__Task item__:
Take every line from the entries below that includes the word "target" and copy it.

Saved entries
════════════════

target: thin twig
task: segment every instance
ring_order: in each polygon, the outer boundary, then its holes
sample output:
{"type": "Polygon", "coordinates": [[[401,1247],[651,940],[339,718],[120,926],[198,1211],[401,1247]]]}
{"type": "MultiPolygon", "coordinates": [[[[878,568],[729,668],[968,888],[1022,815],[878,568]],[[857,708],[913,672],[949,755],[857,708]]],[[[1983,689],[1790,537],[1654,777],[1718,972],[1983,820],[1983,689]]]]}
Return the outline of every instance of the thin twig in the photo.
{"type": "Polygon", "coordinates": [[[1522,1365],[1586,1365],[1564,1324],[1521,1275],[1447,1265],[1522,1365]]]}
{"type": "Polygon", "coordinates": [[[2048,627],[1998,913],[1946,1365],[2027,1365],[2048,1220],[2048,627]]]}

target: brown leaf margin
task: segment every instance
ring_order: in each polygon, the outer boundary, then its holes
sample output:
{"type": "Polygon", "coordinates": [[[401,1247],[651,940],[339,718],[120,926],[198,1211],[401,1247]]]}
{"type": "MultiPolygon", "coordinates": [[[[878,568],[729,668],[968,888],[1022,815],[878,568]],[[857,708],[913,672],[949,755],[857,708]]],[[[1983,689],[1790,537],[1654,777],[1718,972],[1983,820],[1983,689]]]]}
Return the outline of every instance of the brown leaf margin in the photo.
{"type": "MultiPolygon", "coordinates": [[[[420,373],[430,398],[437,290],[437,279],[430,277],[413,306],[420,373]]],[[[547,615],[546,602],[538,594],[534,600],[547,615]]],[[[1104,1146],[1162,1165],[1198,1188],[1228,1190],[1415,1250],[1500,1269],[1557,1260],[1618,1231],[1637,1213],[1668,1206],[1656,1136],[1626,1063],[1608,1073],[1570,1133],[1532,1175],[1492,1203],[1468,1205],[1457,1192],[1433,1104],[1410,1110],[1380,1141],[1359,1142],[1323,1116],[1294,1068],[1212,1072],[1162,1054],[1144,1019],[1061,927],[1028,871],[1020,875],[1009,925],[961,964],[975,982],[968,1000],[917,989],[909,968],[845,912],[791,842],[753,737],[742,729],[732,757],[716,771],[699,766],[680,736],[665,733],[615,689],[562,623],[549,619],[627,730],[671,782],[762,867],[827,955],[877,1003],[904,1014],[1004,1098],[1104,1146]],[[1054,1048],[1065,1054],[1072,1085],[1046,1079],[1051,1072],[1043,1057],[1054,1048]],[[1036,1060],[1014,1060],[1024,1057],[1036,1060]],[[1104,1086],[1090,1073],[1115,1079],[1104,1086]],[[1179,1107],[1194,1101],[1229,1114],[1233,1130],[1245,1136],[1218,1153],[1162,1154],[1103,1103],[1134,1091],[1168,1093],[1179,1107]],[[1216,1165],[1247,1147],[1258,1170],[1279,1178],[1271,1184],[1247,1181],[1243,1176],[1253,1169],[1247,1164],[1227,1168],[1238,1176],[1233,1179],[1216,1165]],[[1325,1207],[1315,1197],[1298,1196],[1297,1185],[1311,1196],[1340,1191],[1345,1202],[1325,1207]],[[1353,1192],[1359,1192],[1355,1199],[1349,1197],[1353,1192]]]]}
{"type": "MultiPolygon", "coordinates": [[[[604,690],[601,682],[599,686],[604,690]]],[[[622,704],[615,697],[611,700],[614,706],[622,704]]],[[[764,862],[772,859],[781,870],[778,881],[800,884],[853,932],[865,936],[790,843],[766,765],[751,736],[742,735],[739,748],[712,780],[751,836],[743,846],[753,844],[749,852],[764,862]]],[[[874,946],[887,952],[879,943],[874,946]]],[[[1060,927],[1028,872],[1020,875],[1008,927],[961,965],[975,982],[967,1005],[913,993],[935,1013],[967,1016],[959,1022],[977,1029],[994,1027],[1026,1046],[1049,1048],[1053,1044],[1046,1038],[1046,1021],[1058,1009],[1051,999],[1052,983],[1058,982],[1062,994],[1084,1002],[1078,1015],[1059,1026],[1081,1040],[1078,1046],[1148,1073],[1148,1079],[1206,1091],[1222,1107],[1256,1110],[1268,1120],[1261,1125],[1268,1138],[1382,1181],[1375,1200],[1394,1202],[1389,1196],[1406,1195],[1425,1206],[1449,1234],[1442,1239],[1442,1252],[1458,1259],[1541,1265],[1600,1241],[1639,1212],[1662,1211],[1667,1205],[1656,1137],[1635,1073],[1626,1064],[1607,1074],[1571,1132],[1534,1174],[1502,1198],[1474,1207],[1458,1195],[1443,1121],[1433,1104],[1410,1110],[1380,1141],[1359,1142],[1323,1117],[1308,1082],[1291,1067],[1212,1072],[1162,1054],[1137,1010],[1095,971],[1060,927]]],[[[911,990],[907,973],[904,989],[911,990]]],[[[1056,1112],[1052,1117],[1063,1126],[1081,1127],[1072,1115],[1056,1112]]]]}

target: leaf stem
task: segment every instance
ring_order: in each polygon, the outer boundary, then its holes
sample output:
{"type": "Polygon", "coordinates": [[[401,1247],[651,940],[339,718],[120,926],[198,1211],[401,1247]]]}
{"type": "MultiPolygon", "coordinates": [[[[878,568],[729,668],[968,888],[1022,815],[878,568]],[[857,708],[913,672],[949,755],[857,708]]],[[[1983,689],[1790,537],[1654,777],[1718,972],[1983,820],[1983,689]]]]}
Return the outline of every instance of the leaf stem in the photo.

════════════════

__Finished exercise__:
target: thin twig
target: brown leaf margin
target: leaf stem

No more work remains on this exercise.